> [INFORMATION GIVEN]:

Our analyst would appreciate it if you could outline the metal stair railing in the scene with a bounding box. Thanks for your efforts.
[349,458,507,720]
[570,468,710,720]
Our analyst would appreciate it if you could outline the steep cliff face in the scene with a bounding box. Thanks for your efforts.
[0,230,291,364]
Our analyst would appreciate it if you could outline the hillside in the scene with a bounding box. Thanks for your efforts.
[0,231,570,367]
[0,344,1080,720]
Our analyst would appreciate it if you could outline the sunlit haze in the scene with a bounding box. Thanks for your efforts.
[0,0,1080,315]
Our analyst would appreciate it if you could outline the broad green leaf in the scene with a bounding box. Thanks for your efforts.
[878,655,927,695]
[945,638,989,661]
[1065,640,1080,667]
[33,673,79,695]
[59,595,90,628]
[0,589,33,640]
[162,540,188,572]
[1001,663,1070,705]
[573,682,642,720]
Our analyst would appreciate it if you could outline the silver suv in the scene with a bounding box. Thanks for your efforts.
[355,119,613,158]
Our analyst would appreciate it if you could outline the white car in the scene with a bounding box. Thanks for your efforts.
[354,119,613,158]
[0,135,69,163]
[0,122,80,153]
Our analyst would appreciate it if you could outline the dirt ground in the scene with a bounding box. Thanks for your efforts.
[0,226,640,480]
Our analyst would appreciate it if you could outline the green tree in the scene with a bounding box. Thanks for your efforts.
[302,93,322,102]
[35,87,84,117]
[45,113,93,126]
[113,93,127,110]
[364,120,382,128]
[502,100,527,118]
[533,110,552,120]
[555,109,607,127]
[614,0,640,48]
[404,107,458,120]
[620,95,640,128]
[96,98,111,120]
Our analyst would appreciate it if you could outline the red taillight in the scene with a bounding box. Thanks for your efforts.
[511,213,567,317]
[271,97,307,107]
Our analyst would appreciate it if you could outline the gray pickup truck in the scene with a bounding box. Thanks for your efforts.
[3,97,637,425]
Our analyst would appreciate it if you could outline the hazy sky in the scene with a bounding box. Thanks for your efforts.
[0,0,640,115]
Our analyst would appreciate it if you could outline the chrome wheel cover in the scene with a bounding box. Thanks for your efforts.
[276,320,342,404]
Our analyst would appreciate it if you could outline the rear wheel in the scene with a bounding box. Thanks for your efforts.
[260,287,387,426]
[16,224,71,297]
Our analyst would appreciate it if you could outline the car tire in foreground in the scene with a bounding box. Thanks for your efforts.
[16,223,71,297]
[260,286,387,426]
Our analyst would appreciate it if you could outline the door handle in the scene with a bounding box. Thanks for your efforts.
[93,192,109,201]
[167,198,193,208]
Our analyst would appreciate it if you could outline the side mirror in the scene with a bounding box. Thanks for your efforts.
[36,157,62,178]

> [WHAT YOU HAVE TO DO]:
Output the entries above again exactly, starting at the line that contains "Our analyst would appreciate it if you could outline the white" and ending at the line that contains "[16,224,71,297]", with both of those lines included.

> [SOLUTION TO THIS PROBLEM]:
Our analyst would appreciate it if you could outline the white car in the scene with a bounding box. Thanks for your efforts.
[354,119,613,158]
[0,135,69,163]
[0,122,80,153]
Our analyst would appreciate it if you could outline the dirt ground in the scene with a bounding box. Thanks for your efforts.
[0,226,640,480]
Our analyst would appreciate it if you could outline the green tree in the scene with a bounding box. Thanks for your efforts.
[302,93,322,102]
[35,87,84,117]
[45,113,93,126]
[113,93,127,110]
[364,120,382,128]
[502,100,527,118]
[533,110,552,120]
[555,109,607,127]
[614,0,640,48]
[404,107,458,120]
[620,95,640,128]
[96,98,111,120]
Our analyst would appreciate it if you could outline the red taillight in the scene with a bounding box. Thanks for your efforts.
[511,213,567,317]
[271,97,307,107]
Our analyst would appreciate it if you could outline the gray pickup truck in the scene with a bounding box. Thanks for your efforts.
[3,97,637,425]
Our analyst would appreciate it if you could outline the hazy sky in the scene with a bounding box. Thanks for your efforts.
[0,0,640,115]
Our analyst would appreciate it if you could outline the chrome wheel cover in the scene with a bounding box. Thanks for your efforts.
[276,320,342,404]
Our analyst would appreciate it if you could outline the rear wheel in the scene with a bounding box. Thanks for your efforts.
[260,287,387,426]
[16,224,71,297]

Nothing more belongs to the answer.